§ EXERCISE DETAILS:
Rewrite the rows in the part that opens with the line containing "Locate the taillight" and closes with the line containing "column 325, row 360", replacing "place a dot" with "put a mark" and leaving everything else unchanged.

§ DATA IN THIS EXERCISE:
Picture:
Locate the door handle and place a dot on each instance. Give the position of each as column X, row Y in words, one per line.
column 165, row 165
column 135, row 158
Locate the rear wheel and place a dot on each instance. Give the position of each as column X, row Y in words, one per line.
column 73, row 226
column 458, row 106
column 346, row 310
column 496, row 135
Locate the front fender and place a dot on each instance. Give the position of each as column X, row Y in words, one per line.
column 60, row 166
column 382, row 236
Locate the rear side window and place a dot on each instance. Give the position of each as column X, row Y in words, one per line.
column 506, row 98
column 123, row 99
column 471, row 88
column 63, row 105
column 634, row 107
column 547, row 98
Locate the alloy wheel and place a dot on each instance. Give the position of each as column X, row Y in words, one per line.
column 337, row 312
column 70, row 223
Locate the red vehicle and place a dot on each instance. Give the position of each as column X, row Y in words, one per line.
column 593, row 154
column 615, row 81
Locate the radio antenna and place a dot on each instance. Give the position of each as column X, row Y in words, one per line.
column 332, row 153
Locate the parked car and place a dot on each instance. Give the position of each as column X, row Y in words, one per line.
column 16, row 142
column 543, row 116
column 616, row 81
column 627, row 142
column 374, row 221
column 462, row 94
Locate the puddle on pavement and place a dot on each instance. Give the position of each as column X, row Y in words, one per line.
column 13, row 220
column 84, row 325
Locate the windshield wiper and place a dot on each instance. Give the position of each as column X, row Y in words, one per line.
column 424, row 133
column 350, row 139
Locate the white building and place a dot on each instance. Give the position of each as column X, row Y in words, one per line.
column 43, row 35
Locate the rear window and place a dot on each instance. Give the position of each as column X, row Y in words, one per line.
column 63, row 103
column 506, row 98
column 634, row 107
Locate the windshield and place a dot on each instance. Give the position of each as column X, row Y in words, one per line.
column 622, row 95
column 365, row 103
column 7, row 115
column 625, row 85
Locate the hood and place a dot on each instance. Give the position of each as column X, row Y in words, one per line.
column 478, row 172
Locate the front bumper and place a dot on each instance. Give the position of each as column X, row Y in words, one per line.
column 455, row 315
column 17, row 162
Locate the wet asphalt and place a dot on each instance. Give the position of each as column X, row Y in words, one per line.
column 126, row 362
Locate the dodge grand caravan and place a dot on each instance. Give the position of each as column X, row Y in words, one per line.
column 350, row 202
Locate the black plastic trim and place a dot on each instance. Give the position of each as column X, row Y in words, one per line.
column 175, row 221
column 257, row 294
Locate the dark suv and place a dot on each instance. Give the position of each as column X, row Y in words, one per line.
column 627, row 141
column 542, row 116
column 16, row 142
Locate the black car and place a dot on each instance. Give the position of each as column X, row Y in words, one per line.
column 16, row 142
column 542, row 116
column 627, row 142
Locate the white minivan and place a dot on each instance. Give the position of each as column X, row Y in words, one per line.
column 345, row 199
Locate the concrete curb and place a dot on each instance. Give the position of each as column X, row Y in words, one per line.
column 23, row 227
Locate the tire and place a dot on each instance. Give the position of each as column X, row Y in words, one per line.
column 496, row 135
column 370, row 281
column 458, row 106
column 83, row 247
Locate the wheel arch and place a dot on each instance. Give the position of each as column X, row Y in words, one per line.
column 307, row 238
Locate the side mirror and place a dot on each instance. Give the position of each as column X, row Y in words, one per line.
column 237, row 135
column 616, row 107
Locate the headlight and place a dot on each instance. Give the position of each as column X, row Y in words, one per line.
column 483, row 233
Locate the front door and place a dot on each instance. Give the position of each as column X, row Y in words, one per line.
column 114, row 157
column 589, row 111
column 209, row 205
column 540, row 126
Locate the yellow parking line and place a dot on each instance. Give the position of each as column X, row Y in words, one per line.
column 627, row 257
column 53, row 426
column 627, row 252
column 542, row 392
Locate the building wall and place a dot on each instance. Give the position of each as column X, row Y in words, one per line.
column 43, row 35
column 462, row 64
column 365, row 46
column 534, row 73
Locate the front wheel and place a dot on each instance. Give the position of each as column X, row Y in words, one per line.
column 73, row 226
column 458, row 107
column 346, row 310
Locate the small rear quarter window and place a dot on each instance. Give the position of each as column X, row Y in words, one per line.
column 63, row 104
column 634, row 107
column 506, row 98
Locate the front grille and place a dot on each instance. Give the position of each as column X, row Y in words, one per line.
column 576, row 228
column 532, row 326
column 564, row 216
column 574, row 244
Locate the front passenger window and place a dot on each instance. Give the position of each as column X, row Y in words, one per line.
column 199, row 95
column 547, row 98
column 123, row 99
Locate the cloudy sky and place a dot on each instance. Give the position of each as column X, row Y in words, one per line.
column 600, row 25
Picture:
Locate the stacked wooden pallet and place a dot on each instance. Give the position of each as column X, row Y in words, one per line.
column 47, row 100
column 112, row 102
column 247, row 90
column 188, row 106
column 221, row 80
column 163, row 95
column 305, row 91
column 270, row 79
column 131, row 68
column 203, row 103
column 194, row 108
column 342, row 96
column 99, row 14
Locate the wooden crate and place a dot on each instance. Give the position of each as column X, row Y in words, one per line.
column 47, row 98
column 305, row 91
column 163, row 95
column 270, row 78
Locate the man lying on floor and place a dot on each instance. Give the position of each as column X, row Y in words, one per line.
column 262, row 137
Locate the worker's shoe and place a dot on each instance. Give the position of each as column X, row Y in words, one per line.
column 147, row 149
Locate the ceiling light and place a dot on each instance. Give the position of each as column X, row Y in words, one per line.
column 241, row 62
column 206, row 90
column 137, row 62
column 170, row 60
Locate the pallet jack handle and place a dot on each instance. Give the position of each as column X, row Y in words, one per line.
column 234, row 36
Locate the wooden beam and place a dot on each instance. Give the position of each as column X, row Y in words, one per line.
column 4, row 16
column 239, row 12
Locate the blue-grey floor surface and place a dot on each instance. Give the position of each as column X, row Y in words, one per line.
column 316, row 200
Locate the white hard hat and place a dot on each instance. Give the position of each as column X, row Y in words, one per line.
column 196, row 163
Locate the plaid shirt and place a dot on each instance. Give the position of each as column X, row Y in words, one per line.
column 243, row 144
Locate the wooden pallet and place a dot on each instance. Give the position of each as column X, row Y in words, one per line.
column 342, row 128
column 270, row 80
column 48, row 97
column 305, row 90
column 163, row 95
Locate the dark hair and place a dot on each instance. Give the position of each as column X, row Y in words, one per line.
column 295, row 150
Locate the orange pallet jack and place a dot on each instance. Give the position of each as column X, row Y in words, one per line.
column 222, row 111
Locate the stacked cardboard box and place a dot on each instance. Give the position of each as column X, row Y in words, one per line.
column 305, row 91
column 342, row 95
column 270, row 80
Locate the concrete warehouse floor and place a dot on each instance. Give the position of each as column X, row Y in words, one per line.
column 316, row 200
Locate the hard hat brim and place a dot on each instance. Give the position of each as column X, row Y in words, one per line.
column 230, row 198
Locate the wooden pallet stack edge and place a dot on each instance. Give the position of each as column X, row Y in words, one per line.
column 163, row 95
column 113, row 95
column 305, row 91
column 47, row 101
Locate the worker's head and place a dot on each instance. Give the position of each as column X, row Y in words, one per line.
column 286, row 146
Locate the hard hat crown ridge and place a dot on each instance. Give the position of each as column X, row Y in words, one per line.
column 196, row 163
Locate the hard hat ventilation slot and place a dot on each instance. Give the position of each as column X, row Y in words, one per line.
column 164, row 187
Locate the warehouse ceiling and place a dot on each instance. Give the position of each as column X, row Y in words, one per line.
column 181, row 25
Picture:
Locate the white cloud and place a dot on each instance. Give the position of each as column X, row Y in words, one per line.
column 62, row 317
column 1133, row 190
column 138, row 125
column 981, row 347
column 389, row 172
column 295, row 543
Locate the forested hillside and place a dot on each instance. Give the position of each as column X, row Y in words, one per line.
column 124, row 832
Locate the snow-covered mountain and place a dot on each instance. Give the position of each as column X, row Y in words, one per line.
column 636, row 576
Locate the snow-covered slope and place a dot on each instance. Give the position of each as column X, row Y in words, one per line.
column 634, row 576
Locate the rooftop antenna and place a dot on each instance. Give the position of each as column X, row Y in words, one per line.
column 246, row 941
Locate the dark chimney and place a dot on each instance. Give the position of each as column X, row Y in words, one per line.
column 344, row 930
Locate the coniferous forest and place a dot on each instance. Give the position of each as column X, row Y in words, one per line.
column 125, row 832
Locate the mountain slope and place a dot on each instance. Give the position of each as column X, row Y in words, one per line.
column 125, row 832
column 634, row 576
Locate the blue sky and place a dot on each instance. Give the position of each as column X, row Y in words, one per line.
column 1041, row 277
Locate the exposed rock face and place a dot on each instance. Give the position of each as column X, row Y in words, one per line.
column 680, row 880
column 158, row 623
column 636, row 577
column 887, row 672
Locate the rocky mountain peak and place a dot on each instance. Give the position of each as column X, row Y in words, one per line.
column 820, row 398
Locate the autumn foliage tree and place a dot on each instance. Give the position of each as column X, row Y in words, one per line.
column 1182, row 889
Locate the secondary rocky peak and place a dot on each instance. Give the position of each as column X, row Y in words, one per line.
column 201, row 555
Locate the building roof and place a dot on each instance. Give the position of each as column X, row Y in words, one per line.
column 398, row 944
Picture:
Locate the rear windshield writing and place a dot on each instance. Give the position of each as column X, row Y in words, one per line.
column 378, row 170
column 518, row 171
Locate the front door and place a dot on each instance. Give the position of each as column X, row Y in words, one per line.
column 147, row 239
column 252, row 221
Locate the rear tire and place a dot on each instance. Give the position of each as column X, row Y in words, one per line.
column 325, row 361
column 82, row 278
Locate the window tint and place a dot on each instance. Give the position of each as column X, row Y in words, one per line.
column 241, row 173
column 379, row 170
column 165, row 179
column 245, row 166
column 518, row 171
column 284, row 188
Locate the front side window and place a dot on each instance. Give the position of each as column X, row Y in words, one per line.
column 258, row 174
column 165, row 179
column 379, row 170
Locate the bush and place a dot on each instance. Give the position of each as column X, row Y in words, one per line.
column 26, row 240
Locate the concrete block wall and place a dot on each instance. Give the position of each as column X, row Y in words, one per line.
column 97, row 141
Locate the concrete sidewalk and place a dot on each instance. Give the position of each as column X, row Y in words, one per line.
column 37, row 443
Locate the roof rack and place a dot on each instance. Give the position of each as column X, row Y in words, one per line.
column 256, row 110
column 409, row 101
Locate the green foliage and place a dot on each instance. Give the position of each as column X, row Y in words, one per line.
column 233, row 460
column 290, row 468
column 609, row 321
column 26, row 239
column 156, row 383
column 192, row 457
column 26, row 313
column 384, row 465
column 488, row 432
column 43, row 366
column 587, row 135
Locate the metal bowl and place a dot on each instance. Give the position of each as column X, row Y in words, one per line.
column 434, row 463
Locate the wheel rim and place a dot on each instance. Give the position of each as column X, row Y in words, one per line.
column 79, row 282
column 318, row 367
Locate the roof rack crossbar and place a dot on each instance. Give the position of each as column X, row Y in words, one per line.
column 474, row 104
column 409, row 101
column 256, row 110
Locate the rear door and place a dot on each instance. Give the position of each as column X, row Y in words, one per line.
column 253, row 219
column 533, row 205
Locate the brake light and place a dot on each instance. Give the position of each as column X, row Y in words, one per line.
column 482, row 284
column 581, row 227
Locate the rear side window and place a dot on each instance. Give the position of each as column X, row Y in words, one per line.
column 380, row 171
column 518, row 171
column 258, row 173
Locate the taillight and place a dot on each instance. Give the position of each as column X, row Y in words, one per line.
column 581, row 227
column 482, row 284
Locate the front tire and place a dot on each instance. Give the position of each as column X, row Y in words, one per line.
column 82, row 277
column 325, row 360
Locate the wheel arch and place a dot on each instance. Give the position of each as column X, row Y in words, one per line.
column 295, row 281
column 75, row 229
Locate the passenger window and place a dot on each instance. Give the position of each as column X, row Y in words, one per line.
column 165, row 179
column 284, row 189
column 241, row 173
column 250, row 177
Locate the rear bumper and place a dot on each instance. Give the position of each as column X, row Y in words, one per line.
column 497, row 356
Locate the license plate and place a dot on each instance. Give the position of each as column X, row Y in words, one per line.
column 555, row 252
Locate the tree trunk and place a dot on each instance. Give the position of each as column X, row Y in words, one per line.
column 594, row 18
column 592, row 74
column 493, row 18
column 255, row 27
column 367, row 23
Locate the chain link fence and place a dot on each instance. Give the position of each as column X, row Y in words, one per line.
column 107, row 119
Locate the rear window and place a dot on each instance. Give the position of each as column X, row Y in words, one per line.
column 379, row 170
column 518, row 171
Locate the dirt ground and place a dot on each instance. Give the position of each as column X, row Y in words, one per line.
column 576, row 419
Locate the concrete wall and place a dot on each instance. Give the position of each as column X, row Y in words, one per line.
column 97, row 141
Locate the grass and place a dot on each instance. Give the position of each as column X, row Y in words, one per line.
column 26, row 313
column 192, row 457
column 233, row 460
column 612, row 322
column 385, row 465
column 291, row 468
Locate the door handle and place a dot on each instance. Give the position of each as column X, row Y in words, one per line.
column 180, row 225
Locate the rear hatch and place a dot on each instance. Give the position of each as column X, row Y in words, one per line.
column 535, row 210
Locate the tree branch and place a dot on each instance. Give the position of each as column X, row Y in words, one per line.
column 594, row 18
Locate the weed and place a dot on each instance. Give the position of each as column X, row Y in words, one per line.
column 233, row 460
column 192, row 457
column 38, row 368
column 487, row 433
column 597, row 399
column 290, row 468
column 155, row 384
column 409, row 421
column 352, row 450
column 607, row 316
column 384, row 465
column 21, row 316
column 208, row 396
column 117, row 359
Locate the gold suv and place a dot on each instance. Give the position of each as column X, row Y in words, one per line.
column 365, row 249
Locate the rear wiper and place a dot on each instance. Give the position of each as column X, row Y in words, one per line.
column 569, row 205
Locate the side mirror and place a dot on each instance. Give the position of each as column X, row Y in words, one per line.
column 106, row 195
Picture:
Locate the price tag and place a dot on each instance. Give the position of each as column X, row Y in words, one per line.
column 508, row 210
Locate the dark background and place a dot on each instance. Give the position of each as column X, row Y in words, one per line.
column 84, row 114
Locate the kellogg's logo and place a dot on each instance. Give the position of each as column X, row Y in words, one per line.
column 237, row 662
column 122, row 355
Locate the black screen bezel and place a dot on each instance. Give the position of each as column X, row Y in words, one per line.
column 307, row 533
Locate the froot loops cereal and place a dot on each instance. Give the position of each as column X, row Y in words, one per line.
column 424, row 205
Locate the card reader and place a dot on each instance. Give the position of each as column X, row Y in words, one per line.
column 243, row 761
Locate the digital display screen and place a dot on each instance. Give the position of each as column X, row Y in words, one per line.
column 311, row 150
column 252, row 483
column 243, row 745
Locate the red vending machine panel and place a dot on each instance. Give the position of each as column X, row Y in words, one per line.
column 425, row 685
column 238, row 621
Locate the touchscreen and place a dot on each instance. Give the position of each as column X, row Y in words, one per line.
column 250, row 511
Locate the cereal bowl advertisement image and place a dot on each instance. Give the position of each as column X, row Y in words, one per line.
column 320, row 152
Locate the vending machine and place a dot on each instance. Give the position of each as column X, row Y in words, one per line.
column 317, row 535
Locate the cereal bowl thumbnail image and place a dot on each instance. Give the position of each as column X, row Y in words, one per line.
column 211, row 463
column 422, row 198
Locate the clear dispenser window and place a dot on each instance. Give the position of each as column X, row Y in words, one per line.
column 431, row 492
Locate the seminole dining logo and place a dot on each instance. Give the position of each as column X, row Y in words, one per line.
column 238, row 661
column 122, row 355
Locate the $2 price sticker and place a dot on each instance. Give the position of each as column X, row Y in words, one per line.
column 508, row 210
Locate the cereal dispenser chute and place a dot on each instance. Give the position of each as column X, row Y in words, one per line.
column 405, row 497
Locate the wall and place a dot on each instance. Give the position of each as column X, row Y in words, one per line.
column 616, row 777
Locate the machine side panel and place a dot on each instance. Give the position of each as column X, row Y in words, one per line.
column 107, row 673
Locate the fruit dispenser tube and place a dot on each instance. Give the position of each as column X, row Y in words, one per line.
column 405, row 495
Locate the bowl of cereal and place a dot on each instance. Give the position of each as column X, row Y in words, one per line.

§ RESULT:
Locate the taillight and put a mark on each instance. Give the position of each as column X, row Y in words, one per line.
column 581, row 227
column 482, row 284
Locate the front tire and put a mark on each instance. Give the position of each as column X, row Y in words, one per line.
column 82, row 277
column 325, row 360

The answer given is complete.